* **Exercise**:
Write the entries out again exactly as they stand, but without the pictures.

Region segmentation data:
## Start

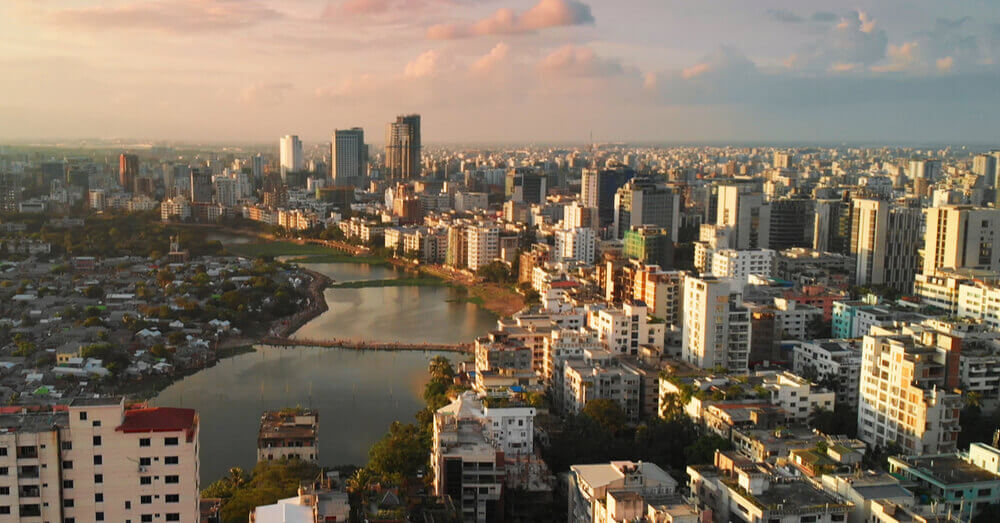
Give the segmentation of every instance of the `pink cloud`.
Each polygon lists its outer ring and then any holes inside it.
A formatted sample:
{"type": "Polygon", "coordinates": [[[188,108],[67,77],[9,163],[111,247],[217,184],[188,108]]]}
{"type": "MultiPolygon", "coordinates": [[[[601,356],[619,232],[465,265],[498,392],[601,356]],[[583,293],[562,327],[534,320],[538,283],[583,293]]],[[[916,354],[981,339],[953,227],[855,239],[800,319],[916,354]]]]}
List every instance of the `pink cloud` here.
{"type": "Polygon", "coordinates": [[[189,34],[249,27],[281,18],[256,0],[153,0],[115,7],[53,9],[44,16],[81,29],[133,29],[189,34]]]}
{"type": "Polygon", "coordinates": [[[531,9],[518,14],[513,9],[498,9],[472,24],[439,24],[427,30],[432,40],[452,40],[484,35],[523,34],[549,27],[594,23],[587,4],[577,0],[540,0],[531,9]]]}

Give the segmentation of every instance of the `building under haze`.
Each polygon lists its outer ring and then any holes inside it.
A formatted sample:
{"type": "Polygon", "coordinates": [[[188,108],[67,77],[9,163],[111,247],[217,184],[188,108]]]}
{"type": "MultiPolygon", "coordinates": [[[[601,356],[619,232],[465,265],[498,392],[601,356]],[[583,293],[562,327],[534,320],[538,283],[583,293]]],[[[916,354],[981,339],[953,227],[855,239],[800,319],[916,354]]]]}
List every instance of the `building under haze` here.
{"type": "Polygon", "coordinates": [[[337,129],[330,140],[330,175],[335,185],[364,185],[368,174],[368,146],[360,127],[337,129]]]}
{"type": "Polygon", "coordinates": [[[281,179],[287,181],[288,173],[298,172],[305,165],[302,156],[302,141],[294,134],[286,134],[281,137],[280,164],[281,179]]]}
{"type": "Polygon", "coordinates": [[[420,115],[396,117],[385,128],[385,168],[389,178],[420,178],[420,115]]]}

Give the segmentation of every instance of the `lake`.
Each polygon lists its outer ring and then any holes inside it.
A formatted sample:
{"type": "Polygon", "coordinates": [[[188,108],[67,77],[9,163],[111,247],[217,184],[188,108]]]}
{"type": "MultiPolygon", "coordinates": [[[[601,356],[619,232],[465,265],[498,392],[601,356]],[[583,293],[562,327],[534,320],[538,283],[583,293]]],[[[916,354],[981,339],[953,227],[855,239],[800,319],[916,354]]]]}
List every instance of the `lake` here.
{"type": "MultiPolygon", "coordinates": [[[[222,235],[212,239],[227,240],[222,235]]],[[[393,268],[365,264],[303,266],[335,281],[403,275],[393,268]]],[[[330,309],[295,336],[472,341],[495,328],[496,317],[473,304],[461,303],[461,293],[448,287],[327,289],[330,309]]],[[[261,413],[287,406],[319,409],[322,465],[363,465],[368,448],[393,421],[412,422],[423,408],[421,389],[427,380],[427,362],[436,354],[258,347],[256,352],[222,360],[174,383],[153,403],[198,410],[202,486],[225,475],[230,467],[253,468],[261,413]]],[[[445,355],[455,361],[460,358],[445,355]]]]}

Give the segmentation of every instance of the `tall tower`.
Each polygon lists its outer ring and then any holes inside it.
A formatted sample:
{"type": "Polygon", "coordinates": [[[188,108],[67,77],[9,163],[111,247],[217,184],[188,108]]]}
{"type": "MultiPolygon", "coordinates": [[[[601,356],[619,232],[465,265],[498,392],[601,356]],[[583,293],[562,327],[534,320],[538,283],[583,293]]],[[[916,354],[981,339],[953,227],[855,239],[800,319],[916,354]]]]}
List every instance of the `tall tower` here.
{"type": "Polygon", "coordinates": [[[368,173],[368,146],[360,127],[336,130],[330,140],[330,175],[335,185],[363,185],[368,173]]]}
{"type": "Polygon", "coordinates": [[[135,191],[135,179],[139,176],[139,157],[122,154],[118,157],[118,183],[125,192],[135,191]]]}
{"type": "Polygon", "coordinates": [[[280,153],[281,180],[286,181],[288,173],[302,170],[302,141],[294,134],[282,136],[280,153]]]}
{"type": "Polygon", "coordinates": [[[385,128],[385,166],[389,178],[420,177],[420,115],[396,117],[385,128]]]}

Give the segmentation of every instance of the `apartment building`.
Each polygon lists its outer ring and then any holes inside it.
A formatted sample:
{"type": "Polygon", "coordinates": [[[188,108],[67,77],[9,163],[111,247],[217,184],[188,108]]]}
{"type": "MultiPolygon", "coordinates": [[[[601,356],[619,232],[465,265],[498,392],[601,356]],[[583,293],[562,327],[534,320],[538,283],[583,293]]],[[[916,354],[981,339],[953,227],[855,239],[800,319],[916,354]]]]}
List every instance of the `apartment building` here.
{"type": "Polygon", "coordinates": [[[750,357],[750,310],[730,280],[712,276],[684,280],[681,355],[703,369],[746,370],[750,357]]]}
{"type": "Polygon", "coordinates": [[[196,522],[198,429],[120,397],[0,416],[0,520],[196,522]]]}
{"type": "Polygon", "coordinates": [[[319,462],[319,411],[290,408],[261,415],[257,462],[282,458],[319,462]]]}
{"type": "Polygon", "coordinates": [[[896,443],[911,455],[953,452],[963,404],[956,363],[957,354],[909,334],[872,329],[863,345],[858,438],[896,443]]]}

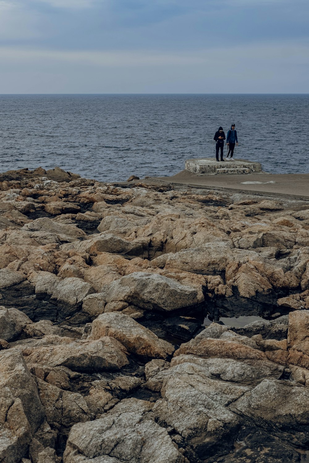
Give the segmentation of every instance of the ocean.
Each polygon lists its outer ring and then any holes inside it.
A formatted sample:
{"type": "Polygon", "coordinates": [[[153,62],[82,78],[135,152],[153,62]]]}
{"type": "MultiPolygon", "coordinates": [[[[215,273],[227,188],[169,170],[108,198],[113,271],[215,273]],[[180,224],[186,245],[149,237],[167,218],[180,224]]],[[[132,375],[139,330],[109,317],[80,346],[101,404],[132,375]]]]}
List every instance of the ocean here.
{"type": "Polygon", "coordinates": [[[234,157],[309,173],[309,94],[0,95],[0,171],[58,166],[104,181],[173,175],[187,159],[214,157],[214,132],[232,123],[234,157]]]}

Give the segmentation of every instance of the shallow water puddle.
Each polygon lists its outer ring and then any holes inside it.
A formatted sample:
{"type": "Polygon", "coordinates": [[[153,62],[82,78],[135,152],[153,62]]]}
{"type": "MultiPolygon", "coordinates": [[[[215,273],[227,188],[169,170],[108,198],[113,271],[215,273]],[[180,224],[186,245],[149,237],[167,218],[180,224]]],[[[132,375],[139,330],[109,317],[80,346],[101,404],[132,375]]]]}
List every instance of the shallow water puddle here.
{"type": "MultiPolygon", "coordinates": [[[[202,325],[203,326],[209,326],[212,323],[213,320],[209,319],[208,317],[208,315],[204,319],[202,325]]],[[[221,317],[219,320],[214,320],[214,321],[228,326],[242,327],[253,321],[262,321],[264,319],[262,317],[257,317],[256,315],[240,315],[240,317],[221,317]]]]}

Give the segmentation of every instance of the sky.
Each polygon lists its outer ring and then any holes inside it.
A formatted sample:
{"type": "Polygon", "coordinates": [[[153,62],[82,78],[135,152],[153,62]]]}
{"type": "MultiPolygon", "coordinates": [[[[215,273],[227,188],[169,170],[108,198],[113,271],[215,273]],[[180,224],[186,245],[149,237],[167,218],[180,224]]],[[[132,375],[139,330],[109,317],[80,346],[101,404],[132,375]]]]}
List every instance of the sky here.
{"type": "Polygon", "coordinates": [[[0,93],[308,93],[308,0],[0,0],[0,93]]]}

## End

* **Task answer**:
Give the segmentation of every instance of the `pink cloud`.
Each polygon lists its outer ring and then any holes inside it.
A formatted sample:
{"type": "Polygon", "coordinates": [[[188,108],[67,77],[9,163],[111,247],[217,184],[188,108]]]}
{"type": "MultiPolygon", "coordinates": [[[[601,356],[619,232],[465,265],[498,392],[601,356]],[[583,293],[562,327],[534,320],[538,283],[583,293]]],[[[916,354],[981,339],[953,227],[855,239],[800,319],[916,354]]]]}
List every instance of the `pink cloud` here.
{"type": "Polygon", "coordinates": [[[189,34],[249,27],[281,18],[256,0],[153,0],[115,7],[53,9],[44,16],[81,29],[133,29],[189,34]]]}
{"type": "Polygon", "coordinates": [[[531,9],[518,14],[513,9],[498,9],[472,24],[439,24],[427,30],[432,40],[452,40],[484,35],[523,34],[549,27],[594,23],[587,4],[577,0],[540,0],[531,9]]]}

Give the segmentation of every instance of the `building under haze`.
Each polygon lists its outer ring and then any holes inside it.
A formatted sample:
{"type": "Polygon", "coordinates": [[[188,108],[67,77],[9,163],[111,247],[217,184],[188,108]]]}
{"type": "MultiPolygon", "coordinates": [[[[601,356],[619,232],[465,265],[498,392],[601,356]],[[583,293],[562,327],[534,320],[538,283],[583,293]]],[[[916,354],[981,339],[953,227],[855,239],[800,319],[916,354]]]]}
List every instance of the `building under haze` here.
{"type": "Polygon", "coordinates": [[[337,129],[330,140],[330,175],[335,185],[364,185],[368,174],[368,146],[360,127],[337,129]]]}
{"type": "Polygon", "coordinates": [[[281,179],[287,181],[288,173],[298,172],[305,165],[302,156],[302,141],[294,134],[286,134],[281,137],[280,164],[281,179]]]}
{"type": "Polygon", "coordinates": [[[420,115],[396,117],[385,128],[385,168],[389,178],[420,178],[420,115]]]}

Give the segmentation of every instance of the `lake`.
Each polygon lists its outer ring and then any holes inside it.
A formatted sample:
{"type": "Polygon", "coordinates": [[[188,108],[67,77],[9,163],[111,247],[217,184],[188,108]]]}
{"type": "MultiPolygon", "coordinates": [[[[601,356],[619,232],[465,265],[498,392],[601,356]],[[583,293],[562,327],[534,320],[538,283],[583,293]]],[[[916,354],[981,339],[953,227],[855,239],[800,319],[916,354]]]]}
List every instance of the `lake` here.
{"type": "MultiPolygon", "coordinates": [[[[222,235],[212,239],[227,240],[222,235]]],[[[393,268],[365,264],[303,266],[335,281],[403,275],[393,268]]],[[[330,309],[295,336],[472,341],[495,328],[496,317],[473,304],[461,303],[461,293],[448,287],[327,289],[330,309]]],[[[261,413],[287,406],[319,409],[322,465],[363,465],[368,448],[393,421],[412,422],[423,408],[421,389],[427,380],[427,362],[436,354],[258,347],[256,352],[222,360],[174,383],[153,403],[198,410],[202,486],[225,475],[230,467],[253,468],[261,413]]],[[[445,355],[455,361],[460,358],[445,355]]]]}

Give the segmentation of every instance of the `tall tower`.
Each polygon lists its outer ring and then any holes inside it.
A formatted sample:
{"type": "Polygon", "coordinates": [[[188,108],[67,77],[9,163],[111,247],[217,184],[188,108]]]}
{"type": "MultiPolygon", "coordinates": [[[[601,356],[619,232],[465,265],[498,392],[601,356]],[[583,293],[562,327],[534,320],[538,283],[583,293]]],[[[916,354],[981,339],[953,227],[855,239],[800,319],[916,354]]]]}
List every instance of the `tall tower` here.
{"type": "Polygon", "coordinates": [[[368,173],[368,146],[360,127],[336,130],[330,140],[330,175],[335,185],[363,185],[368,173]]]}
{"type": "Polygon", "coordinates": [[[135,191],[135,179],[139,176],[139,157],[122,154],[118,157],[118,183],[125,192],[135,191]]]}
{"type": "Polygon", "coordinates": [[[280,153],[281,180],[286,181],[288,173],[302,170],[302,141],[294,134],[282,136],[280,153]]]}
{"type": "Polygon", "coordinates": [[[385,128],[385,166],[389,178],[420,177],[420,115],[396,117],[385,128]]]}

Give the segmentation of every instance of the `apartment building`.
Each polygon lists its outer ring and then any holes inside it.
A formatted sample:
{"type": "Polygon", "coordinates": [[[188,108],[67,77],[9,163],[111,247],[217,184],[188,108]]]}
{"type": "MultiPolygon", "coordinates": [[[[601,356],[619,232],[465,265],[498,392],[601,356]],[[583,293],[562,327],[534,320],[538,283],[583,293]]],[[[916,354],[981,339],[953,227],[855,239],[800,319],[916,354]]]]}
List every instance of the `apartment building` here.
{"type": "Polygon", "coordinates": [[[750,357],[750,310],[730,280],[712,276],[684,280],[681,355],[703,369],[746,370],[750,357]]]}
{"type": "Polygon", "coordinates": [[[196,522],[198,429],[120,397],[0,416],[0,520],[196,522]]]}
{"type": "Polygon", "coordinates": [[[319,462],[319,411],[290,408],[261,415],[257,462],[282,458],[319,462]]]}
{"type": "Polygon", "coordinates": [[[896,443],[911,455],[953,452],[963,404],[956,363],[957,354],[909,334],[872,329],[863,345],[858,438],[896,443]]]}

Give the segmentation of every instance of the ocean.
Each polygon lists its outer ring and then any holes inside it.
A formatted sample:
{"type": "Polygon", "coordinates": [[[153,62],[82,78],[135,152],[153,62]]]}
{"type": "MultiPolygon", "coordinates": [[[[215,273],[227,188],[169,170],[108,198],[113,271],[215,273]],[[180,224],[186,245],[149,237],[167,218],[180,224]]],[[[132,375],[139,330],[109,317],[80,346],[101,404],[132,375]]]]}
List every instance of the ocean here.
{"type": "Polygon", "coordinates": [[[234,157],[309,173],[309,94],[0,95],[0,171],[58,166],[104,181],[173,175],[187,159],[214,157],[214,132],[232,123],[234,157]]]}

Give the segmentation of every instance of the shallow water puddle.
Each polygon lists its outer ring and then any holes inside it.
A formatted sample:
{"type": "Polygon", "coordinates": [[[153,62],[82,78],[135,152],[153,62]]]}
{"type": "MultiPolygon", "coordinates": [[[[215,273],[227,188],[169,170],[108,198],[113,271],[215,273]],[[180,224],[186,245],[149,237],[167,218],[180,224]]],[[[132,375],[139,330],[109,317],[80,346],[101,404],[132,375]]]]}
List every instance of the shallow water puddle here.
{"type": "MultiPolygon", "coordinates": [[[[202,325],[203,326],[209,326],[212,323],[213,320],[209,319],[208,317],[208,315],[204,319],[202,325]]],[[[221,317],[219,320],[214,320],[214,321],[228,326],[242,327],[253,321],[262,321],[264,319],[262,317],[257,317],[256,315],[240,315],[240,317],[221,317]]]]}

Give the segmentation of every instance of the sky.
Each polygon lists its outer ring and then any holes inside it.
A formatted sample:
{"type": "Polygon", "coordinates": [[[153,62],[82,78],[135,152],[153,62]]]}
{"type": "MultiPolygon", "coordinates": [[[[215,273],[227,188],[169,170],[108,198],[113,271],[215,273]],[[180,224],[186,245],[149,237],[167,218],[180,224]]],[[[132,375],[139,330],[109,317],[80,346],[101,404],[132,375]]]]}
List every instance of the sky here.
{"type": "Polygon", "coordinates": [[[0,93],[308,93],[308,0],[0,0],[0,93]]]}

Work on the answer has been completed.